## Problem to work on:
How many lines in the records below contain the string "screw"? Count them and reply with the number only.

--- Data entries ---

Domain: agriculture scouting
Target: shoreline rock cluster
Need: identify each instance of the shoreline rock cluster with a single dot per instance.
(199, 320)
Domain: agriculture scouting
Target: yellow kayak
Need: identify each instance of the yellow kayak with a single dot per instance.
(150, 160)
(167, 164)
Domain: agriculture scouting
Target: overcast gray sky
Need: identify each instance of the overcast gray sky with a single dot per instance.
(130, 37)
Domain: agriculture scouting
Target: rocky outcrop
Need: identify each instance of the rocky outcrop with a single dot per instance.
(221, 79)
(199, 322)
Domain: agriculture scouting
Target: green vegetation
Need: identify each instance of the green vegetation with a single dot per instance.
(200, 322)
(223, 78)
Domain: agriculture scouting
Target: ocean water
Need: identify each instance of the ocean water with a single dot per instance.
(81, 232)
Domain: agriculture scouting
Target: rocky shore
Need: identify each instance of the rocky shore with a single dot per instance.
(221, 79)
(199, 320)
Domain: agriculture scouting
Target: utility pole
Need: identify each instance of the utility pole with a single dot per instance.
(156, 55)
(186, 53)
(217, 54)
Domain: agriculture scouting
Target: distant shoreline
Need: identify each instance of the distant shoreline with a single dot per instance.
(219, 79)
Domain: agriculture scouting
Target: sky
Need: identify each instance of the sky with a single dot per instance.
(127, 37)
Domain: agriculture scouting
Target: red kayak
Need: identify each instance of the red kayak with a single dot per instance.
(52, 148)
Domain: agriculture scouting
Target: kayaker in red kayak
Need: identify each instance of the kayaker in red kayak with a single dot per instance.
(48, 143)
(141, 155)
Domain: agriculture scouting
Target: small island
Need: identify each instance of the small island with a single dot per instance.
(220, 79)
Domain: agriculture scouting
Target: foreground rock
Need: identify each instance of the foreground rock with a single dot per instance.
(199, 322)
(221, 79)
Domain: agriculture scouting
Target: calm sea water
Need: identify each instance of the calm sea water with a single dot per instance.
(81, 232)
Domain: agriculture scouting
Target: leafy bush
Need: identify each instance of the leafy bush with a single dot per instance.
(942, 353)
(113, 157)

---
--- Data entries ---

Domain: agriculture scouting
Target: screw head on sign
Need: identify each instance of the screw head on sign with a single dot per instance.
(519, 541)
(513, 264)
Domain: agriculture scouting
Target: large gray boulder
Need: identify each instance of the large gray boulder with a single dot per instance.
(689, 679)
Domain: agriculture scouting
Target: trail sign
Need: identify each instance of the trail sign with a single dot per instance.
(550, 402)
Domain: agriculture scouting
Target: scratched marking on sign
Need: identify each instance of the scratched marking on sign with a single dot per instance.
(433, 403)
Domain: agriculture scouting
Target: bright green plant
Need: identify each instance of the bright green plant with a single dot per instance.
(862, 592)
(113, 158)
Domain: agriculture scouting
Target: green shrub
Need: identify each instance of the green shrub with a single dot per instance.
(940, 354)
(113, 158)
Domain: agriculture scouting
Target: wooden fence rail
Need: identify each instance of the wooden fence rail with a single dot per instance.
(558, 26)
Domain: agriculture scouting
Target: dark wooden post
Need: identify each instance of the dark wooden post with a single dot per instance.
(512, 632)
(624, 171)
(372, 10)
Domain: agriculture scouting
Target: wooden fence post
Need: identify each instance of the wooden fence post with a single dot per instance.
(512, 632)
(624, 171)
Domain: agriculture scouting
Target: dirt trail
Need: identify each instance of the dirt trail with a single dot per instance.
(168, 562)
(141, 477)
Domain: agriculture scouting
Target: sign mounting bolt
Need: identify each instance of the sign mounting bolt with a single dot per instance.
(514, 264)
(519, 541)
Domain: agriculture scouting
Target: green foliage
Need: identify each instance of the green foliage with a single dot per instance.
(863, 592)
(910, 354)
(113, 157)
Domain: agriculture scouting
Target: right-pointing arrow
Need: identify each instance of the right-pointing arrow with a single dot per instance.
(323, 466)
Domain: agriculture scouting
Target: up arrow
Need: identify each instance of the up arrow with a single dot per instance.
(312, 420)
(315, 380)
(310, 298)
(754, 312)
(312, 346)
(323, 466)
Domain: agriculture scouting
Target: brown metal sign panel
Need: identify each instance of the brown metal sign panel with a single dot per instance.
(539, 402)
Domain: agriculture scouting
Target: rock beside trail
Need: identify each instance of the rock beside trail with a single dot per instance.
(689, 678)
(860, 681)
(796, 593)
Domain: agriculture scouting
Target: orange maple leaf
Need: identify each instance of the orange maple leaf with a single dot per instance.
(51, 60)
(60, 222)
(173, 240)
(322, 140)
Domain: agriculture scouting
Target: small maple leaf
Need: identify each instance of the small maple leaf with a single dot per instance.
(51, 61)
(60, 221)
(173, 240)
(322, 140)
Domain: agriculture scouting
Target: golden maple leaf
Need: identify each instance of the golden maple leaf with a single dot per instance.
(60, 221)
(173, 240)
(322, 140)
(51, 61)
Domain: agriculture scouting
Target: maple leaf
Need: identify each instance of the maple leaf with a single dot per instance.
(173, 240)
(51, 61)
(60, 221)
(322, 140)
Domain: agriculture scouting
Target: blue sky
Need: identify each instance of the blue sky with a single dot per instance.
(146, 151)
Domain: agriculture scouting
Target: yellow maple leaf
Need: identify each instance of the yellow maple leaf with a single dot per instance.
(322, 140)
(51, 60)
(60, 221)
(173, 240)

---
--- Data entries ---

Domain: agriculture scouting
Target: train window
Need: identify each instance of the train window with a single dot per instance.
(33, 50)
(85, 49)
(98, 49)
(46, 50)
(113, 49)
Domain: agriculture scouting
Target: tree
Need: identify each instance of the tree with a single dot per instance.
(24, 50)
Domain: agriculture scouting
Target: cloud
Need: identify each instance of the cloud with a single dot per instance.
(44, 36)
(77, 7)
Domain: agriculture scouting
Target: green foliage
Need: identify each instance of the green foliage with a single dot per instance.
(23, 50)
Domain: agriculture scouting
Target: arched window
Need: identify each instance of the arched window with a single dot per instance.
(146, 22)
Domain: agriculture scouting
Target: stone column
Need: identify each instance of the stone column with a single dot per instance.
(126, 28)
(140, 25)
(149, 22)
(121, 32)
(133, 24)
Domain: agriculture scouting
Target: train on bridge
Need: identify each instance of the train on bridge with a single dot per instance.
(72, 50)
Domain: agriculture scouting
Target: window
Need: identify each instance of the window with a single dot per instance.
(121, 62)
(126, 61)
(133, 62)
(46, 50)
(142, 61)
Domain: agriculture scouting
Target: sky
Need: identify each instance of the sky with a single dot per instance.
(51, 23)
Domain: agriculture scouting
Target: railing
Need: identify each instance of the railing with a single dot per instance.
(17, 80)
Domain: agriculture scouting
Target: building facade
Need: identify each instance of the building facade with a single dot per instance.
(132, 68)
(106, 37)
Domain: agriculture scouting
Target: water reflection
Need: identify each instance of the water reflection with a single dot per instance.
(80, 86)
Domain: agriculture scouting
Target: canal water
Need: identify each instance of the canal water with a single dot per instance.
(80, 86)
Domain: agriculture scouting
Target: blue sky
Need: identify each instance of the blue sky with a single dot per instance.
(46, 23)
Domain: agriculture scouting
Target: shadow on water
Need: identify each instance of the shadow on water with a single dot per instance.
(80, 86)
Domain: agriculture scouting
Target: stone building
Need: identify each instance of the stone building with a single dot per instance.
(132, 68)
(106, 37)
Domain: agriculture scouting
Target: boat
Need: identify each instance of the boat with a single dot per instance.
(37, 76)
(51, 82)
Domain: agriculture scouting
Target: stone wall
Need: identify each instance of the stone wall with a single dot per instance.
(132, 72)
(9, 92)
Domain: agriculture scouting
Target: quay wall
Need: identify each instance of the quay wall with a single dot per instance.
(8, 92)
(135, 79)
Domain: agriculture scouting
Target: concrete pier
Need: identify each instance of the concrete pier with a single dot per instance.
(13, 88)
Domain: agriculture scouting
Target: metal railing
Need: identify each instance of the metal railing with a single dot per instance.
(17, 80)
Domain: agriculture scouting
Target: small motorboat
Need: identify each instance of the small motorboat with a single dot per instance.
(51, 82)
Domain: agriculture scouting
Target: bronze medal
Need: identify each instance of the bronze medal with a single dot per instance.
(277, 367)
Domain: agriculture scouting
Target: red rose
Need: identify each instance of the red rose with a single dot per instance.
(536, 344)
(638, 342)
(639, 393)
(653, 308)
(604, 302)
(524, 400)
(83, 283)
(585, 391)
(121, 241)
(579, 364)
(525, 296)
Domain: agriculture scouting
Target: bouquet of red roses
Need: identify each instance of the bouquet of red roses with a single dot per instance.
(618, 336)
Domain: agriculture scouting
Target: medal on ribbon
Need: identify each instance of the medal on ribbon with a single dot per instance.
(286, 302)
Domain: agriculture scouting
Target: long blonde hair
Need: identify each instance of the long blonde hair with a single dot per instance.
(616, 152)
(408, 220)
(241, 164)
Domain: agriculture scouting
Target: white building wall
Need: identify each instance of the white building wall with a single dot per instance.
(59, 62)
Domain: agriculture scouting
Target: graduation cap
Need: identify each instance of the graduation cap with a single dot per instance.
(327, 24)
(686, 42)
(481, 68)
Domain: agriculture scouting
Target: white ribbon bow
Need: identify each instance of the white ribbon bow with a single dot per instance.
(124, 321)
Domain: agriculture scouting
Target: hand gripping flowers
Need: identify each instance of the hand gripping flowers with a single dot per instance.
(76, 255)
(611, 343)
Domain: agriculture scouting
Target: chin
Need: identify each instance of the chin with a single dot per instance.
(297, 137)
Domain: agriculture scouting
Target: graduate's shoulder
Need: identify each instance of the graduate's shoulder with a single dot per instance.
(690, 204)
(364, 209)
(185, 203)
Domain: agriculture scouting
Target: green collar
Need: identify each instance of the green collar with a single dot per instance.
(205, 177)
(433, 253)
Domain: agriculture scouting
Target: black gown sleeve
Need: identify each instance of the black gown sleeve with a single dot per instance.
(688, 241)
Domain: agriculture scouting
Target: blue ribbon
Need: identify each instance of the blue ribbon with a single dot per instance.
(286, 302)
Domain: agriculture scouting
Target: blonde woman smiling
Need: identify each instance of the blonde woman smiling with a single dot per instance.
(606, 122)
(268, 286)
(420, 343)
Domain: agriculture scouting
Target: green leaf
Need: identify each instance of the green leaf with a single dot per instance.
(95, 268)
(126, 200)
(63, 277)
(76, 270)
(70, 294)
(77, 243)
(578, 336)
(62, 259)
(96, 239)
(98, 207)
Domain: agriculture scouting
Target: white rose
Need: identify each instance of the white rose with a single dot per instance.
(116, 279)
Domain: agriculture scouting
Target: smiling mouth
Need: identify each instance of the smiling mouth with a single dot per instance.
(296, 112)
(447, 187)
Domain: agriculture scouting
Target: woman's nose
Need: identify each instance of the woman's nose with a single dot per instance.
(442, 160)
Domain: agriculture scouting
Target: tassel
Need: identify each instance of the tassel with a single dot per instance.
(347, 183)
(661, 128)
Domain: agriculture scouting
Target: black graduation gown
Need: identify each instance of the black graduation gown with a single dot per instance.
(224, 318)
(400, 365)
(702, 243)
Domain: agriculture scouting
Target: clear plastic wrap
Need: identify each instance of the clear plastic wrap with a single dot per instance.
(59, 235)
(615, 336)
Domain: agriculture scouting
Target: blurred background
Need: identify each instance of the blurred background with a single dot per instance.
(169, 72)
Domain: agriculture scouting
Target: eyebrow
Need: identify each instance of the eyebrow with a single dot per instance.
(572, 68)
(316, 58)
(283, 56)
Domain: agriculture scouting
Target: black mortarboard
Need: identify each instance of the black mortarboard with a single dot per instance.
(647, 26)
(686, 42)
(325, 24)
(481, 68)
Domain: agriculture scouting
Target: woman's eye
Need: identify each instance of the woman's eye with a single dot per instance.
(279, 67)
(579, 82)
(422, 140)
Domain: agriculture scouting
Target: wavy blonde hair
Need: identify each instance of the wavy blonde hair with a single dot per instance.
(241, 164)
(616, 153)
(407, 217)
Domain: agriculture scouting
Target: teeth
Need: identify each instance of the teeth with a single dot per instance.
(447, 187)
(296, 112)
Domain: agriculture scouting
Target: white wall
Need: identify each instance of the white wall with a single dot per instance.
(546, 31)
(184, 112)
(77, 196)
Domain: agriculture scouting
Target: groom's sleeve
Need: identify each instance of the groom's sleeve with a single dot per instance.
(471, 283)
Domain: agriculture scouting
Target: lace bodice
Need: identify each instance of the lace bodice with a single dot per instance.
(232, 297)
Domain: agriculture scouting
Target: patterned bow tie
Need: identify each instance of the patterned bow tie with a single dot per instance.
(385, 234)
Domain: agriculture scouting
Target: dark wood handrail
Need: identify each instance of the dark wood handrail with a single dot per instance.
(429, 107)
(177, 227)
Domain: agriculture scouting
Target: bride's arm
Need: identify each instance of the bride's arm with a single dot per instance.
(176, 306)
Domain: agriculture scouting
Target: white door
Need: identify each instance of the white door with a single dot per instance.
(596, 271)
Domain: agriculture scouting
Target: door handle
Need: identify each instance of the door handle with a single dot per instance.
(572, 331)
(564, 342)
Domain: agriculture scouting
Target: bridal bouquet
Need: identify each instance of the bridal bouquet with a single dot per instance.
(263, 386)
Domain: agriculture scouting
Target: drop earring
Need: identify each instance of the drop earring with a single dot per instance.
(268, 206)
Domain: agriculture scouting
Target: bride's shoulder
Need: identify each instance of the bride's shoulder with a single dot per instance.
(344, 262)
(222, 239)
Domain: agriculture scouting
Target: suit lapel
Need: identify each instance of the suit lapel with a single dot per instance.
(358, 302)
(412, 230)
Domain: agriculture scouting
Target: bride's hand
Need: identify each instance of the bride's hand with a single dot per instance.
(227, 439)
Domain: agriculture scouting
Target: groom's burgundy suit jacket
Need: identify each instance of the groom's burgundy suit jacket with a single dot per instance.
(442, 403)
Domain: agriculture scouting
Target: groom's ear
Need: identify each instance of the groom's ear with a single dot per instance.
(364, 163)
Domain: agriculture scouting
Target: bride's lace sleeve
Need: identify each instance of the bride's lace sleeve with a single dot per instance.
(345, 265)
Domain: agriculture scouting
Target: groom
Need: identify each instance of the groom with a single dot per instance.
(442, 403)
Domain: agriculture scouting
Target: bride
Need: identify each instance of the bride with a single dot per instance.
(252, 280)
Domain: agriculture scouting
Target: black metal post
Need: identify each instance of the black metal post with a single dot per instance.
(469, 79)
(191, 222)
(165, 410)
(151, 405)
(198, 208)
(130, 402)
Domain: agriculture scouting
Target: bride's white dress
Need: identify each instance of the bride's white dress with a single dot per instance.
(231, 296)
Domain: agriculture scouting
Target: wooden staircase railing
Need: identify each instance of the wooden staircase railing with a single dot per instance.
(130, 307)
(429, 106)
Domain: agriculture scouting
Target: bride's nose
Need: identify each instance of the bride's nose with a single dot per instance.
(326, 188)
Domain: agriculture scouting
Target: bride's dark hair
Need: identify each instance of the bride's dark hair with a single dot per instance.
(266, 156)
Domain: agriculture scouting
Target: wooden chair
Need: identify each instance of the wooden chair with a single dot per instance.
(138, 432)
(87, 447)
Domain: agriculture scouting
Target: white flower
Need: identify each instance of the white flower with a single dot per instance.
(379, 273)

---

## Answer below:
2